* _Source extract_
::::::

# My Sulcata



## jbirdcopper (Jun 5, 2010)

This is my Sulcata, Fu Manchu, I got him when he was about three months old, he's now almost two.


----------



## DeanS (Jun 5, 2010)

Cute as hell! Just can't get enough sulcata photos...I should know, I've snapped over 5,000 and I still need more


----------



## South FL Katie (Jun 5, 2010)

He's beautiful!


----------



## Yvonne G (Jun 5, 2010)

I'm starting to believe EJ's thought about heat and humidity working together to make a smooth carapace. Here's another sulcata raised in Arizona with a smooth shell. Nice job. My I ask how you took care of the baby when you first got it? Describe his habitat and the way you cared for him. We're trying to figure out why sulcatas and leopards get bumpy. I appreciate it......


----------



## dmmj (Jun 5, 2010)

I am impressed with your tort's shell, magnifecent job.


----------



## jbirdcopper (Jun 5, 2010)

::::::

* _Information given_
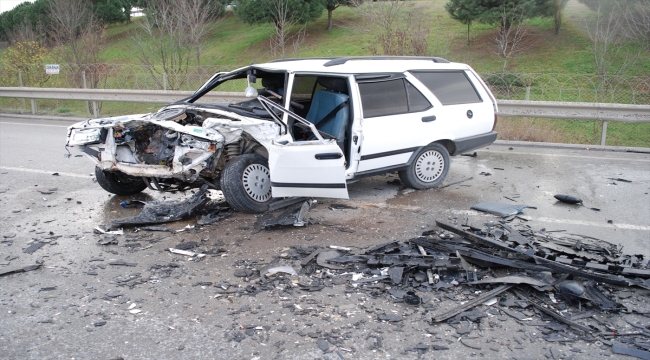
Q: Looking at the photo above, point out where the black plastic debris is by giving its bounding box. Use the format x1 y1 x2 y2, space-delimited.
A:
196 207 233 225
403 291 422 306
23 241 45 254
377 314 404 322
108 260 138 267
0 264 41 276
556 280 623 311
106 185 210 229
612 343 650 360
553 194 582 204
471 202 528 217
258 199 316 230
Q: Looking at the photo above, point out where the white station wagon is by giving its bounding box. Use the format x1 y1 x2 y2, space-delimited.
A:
67 56 497 213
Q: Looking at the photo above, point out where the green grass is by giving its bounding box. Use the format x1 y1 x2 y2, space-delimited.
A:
0 0 650 147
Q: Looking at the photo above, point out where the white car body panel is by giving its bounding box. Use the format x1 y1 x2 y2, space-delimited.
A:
269 140 348 199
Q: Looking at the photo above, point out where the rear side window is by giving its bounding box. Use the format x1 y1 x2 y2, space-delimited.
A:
359 79 431 118
412 71 483 105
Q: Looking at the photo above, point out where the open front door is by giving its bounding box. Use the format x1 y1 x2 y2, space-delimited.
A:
269 140 348 199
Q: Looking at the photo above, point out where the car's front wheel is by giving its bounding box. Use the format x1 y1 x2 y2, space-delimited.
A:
398 144 449 190
95 167 147 195
221 154 271 213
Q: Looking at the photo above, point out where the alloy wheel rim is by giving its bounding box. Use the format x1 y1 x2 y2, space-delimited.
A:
415 150 445 183
242 164 271 203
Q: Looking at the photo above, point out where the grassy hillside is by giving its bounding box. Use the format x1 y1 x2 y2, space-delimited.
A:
0 0 650 147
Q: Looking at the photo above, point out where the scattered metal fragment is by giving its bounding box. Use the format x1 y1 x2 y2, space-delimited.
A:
612 343 650 360
264 266 298 276
433 284 513 322
608 178 632 183
0 264 41 276
142 226 169 231
111 185 210 229
553 194 582 204
23 241 45 254
108 260 138 267
403 291 422 306
436 176 474 189
260 199 316 229
167 248 205 258
556 280 623 310
471 202 528 217
329 204 358 210
377 314 404 322
196 208 233 225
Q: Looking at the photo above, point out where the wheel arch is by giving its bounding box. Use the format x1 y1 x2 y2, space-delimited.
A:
406 139 456 166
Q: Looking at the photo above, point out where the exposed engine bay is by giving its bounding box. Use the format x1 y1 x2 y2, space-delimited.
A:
68 105 279 191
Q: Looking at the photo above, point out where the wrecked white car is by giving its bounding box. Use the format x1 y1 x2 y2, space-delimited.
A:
67 57 497 213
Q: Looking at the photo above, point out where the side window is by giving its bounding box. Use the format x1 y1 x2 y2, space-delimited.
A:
291 75 322 102
359 79 431 118
406 81 431 112
359 79 408 118
412 71 483 105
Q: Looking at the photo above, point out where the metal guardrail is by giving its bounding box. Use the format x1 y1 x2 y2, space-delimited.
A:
0 87 650 145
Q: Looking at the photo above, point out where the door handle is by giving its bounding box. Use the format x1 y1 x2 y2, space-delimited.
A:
315 153 343 160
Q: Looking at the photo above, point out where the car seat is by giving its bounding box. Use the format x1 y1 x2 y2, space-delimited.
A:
305 77 350 150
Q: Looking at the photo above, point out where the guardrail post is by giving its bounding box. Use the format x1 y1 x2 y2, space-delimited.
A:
18 71 25 109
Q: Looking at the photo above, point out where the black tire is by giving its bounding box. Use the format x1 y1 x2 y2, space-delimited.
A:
398 144 450 190
95 167 147 195
221 154 272 214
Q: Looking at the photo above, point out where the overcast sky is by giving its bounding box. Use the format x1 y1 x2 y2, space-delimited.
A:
0 0 34 13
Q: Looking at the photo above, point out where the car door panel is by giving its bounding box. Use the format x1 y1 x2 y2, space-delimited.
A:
269 140 348 199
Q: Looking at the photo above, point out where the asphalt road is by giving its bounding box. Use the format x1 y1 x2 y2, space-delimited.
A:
0 116 650 359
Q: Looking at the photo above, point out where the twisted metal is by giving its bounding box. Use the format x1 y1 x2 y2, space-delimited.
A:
0 64 650 105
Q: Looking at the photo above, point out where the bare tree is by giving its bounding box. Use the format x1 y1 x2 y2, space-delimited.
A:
266 0 307 58
585 6 640 86
350 0 430 56
623 0 650 51
178 0 221 65
495 5 534 73
131 0 219 89
48 0 104 88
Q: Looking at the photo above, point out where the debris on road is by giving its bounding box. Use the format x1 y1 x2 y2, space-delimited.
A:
0 264 41 276
553 194 582 204
168 248 205 258
110 185 210 229
258 199 316 230
23 241 45 254
471 202 528 217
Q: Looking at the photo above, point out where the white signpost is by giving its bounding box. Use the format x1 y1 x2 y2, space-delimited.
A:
45 64 59 75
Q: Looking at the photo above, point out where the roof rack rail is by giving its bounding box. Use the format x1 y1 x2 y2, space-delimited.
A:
323 56 449 66
269 56 338 63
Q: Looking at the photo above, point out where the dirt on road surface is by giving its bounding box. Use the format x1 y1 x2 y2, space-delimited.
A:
0 145 650 359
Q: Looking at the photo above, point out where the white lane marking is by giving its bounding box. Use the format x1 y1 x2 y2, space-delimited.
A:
0 166 91 179
535 217 650 231
0 121 67 128
481 149 650 162
451 210 650 231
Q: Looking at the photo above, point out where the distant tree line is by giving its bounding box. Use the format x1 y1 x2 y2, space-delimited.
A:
0 0 142 42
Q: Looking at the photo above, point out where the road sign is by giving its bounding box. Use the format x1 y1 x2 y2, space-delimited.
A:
45 64 59 75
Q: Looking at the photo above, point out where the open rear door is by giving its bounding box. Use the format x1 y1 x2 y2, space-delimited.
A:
269 140 348 199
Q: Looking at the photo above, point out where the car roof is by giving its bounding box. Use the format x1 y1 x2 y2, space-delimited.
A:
254 56 469 74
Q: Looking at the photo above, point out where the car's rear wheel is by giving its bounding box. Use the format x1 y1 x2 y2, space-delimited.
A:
398 144 449 189
221 154 271 213
95 167 147 195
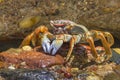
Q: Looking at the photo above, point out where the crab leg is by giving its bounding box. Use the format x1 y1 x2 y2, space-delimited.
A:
86 30 114 60
86 32 98 58
19 32 34 48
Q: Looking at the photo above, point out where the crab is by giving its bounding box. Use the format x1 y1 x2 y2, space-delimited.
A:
20 20 114 62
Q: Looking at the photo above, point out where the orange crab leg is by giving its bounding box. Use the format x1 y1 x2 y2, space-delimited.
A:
66 37 75 61
86 32 98 58
19 32 34 48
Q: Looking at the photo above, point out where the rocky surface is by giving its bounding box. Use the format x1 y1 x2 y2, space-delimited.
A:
0 47 64 69
0 0 120 40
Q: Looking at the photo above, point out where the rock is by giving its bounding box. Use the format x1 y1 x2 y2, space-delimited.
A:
0 69 56 80
19 16 40 29
0 0 120 39
0 49 64 68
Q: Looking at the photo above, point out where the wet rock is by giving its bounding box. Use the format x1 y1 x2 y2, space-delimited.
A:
0 69 56 80
19 16 40 29
0 49 64 68
103 73 120 80
0 0 120 42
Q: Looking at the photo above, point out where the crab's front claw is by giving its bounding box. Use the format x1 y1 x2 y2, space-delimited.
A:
50 39 63 55
41 36 50 53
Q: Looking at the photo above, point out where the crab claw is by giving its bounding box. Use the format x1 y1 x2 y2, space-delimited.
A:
41 36 50 53
50 40 63 55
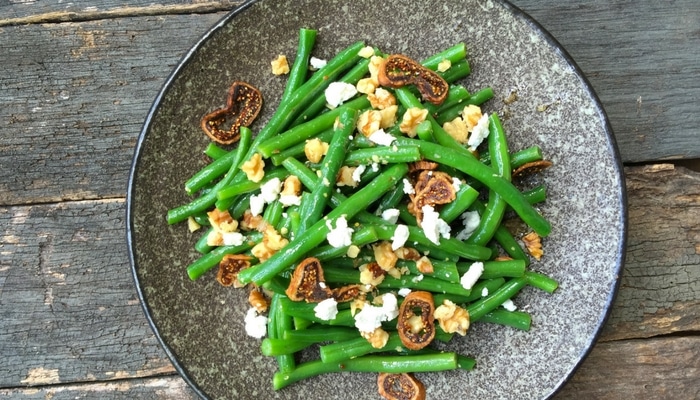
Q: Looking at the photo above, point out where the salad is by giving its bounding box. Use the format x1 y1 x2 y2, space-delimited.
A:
167 29 557 399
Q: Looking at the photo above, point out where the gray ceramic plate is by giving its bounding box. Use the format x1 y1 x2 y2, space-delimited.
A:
128 0 626 400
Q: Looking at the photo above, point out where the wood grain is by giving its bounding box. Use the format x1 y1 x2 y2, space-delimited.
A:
0 164 700 399
0 0 700 205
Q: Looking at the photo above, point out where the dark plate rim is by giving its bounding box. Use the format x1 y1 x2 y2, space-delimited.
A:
126 0 628 399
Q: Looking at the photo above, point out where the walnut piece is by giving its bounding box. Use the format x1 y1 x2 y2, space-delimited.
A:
304 138 328 164
216 254 250 288
377 372 425 400
399 107 428 137
360 328 389 349
270 54 289 75
396 291 435 350
523 232 544 260
241 153 265 183
373 241 399 271
433 299 469 336
367 88 396 110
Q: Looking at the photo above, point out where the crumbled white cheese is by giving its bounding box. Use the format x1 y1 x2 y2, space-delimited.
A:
325 82 357 108
260 178 282 203
314 297 338 321
467 113 489 150
421 205 452 244
326 215 354 248
459 261 484 290
382 208 401 224
403 178 416 194
309 57 328 69
501 299 518 312
250 194 265 217
452 177 462 192
369 129 396 146
280 194 301 207
352 165 367 183
226 232 245 246
355 293 399 332
456 211 481 240
244 307 267 339
391 224 408 250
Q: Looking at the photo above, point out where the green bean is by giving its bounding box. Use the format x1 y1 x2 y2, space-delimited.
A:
467 277 527 321
440 184 479 224
290 59 369 127
307 226 379 261
280 296 355 327
280 28 316 103
194 227 216 254
397 138 552 237
345 146 421 166
424 85 469 116
167 127 253 224
185 147 236 194
457 260 525 279
438 60 471 83
245 41 364 159
375 223 491 260
272 352 458 390
297 108 357 234
283 325 360 343
257 96 369 158
216 168 287 202
238 164 408 285
467 113 511 245
396 259 460 283
323 265 471 296
319 332 406 363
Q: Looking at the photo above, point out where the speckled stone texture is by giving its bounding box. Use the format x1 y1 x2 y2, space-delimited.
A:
129 0 626 400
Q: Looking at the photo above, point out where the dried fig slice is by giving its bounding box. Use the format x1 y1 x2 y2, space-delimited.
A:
377 54 450 105
377 372 425 400
396 291 435 350
216 254 250 288
201 81 263 144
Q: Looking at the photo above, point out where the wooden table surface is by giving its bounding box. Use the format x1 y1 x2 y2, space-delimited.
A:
0 0 700 399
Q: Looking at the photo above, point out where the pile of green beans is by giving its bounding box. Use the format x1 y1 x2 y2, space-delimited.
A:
167 29 557 389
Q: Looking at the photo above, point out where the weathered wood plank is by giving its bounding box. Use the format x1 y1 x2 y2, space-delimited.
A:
0 14 223 205
602 164 700 340
513 0 700 162
0 5 700 205
555 336 700 400
0 375 199 400
0 200 174 387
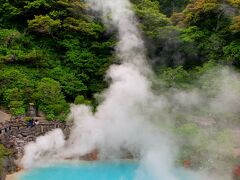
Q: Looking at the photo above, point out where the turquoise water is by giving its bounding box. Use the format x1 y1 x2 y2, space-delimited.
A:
20 161 201 180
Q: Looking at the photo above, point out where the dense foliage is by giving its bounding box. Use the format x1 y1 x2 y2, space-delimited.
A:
0 0 240 173
0 0 240 122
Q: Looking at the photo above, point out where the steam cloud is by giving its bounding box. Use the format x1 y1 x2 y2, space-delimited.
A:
21 0 240 180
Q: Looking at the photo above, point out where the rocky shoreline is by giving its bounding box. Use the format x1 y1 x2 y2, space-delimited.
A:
0 120 70 180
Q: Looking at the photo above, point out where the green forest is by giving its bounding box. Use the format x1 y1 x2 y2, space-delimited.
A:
0 0 240 120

::::::

* _What to work on_
1) Summarize the Sulcata thread in two sentences.
2) Extend the Sulcata thread from the point where it stops.
The records can be set aside; they are not used here.

* _Task answers_
1) A forum member shares a Sulcata named Fu Manchu, acquired at about three months old and now almost two, and other members respond with compliments on the tortoise and its shell. Yvonne G, noting the smooth shell on this Arizona-raised sulcata, says she is starting to believe EJ's idea that heat and humidity together produce a smooth carapace, and she asks how the baby was kept and housed to help figure out why sulcatas and leopards get bumpy.

2)
Thank you for the compliments, I love him to pieces. When I first got him, it was February here (so too cold to go outside) I got a cement mixing tub put some organic soil and play sand for a substrate, took a dishpan size rubbermaid container glued a big sponge in the top and cut a doorway in the front, I kept a CHE above the house-not necessarily to heat the whole enclosure just to keep the house warm and humid. I used a regular light bulb for day light and heat and a red bulb for night. Every night after work I'd pour a cup of water in one half of the enclosure and mix it into the soil. I fed him Spring mix with cut up pieces of grass/weeds (to small for him to pick out). Kept water and cuttlebone in the enclosure. Then once April/May came (he was still really small) I put him outside full time, in an enclosure on my lawn kept the sponge in his home wet and let him do what I figured he knew how to do- except I still fed him every night. So that was a short story _really_ long, but that's what I did.  I will see if I have some pictures of that original set up to post.


----------



## Scooter (Jun 5, 2010)

He is beautiful! Look at that gorgeous shell!


----------



## Missy (Jun 5, 2010)

My sulcata is about the same age and it sounds like we did most of the same things except for the sponge. My Tank has some pyramiding. I am taking extra steps now to hopefully stop it. Great job with your little one.


----------



## DeanS (Jun 5, 2010)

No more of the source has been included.